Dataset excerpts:
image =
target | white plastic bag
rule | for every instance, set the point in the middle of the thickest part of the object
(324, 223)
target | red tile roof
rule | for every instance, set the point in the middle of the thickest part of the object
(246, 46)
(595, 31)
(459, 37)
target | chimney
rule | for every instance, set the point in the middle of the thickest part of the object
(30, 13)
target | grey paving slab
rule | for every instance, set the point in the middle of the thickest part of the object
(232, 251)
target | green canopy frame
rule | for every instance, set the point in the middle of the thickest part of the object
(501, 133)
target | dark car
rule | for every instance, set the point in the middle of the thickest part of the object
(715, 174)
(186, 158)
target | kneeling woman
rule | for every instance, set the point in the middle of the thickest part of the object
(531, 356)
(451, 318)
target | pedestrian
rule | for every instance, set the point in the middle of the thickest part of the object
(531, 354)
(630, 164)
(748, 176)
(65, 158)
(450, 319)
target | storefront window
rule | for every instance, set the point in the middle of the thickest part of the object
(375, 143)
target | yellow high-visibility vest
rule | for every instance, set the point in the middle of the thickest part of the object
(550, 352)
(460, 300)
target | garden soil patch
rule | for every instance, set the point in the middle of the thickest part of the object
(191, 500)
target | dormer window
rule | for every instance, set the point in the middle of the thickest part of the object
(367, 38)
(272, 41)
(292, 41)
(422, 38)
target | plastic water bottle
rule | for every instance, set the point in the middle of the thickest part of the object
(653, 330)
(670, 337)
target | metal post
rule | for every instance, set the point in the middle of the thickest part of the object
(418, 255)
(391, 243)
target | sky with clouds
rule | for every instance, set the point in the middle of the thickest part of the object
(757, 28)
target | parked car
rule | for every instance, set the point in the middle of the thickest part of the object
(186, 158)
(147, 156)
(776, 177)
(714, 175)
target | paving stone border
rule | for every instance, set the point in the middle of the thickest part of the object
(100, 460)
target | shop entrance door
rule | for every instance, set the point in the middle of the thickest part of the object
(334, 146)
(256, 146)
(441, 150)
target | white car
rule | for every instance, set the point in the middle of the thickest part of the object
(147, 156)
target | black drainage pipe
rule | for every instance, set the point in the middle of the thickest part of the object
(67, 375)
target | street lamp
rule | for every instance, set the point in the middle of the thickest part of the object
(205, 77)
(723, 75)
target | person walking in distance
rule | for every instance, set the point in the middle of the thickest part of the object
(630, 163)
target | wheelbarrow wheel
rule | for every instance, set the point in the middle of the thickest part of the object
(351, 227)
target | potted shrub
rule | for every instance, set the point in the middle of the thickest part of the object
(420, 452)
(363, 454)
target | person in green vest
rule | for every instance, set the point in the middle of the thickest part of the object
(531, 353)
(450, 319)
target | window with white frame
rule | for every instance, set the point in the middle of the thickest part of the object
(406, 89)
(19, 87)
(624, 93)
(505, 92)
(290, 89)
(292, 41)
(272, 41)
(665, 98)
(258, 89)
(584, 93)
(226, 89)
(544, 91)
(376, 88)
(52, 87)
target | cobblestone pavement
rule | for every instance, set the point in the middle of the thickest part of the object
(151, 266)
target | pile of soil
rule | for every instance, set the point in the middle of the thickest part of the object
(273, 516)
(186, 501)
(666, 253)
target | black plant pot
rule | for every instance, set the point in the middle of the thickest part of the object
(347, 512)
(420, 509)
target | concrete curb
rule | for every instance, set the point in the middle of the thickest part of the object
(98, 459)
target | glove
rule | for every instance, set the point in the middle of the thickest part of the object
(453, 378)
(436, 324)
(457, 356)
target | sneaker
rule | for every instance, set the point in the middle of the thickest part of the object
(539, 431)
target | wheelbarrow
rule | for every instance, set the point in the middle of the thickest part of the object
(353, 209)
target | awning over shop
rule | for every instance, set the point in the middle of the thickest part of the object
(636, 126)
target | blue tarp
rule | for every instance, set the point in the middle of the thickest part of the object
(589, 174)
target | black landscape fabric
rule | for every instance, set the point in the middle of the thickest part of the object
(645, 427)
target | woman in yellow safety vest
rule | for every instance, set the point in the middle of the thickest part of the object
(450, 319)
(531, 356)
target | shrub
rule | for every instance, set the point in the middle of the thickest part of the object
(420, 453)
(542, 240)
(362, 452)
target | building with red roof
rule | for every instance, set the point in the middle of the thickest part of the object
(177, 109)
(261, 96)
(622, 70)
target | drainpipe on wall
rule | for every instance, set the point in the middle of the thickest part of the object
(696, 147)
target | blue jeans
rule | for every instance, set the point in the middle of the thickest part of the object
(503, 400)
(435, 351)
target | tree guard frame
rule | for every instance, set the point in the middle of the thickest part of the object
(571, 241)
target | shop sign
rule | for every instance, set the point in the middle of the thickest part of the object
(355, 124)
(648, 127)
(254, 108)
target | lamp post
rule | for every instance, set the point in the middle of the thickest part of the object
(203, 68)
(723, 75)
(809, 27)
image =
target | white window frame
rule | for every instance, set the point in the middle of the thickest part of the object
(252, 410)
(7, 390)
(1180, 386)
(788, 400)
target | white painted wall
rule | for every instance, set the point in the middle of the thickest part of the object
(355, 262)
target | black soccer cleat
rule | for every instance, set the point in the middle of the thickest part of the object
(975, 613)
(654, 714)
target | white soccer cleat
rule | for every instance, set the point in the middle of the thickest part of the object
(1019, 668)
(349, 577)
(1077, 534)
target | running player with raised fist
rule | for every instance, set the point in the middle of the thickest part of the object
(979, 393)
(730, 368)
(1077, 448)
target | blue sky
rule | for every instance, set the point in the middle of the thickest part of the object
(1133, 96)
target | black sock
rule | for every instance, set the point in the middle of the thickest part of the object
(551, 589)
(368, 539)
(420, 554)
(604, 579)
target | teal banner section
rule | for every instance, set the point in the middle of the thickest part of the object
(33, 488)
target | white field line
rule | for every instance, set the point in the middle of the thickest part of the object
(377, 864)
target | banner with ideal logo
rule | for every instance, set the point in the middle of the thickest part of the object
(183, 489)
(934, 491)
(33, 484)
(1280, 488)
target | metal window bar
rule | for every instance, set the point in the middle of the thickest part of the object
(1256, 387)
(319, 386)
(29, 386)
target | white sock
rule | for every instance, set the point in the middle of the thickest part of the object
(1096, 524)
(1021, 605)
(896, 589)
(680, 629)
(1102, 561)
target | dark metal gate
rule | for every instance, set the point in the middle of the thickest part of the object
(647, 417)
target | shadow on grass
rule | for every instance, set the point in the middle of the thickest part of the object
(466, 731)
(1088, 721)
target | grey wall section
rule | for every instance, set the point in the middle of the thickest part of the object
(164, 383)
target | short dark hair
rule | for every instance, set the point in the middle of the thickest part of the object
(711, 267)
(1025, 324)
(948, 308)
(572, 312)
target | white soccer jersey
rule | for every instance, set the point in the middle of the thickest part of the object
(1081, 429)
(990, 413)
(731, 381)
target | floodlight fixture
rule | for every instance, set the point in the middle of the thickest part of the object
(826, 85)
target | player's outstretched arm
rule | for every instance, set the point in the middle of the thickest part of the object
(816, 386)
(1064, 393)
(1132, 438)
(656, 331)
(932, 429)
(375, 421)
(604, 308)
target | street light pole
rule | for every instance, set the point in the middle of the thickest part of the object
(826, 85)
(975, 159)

__Work order__. Please transcribe the records exactly from their first line through the line holding "target | grey paving slab", and leave out all others.

__Response to the task__.
image =
target | white plastic bag
rule | for every instance, set the point in the middle of the thickest part of the object
(324, 223)
target | red tile roof
rule | for every instance, set the point in the middle of the thickest part of the object
(246, 46)
(595, 31)
(459, 37)
target | chimney
rule | for every instance, set the point in the middle of the thickest part of the object
(30, 13)
target | grey paving slab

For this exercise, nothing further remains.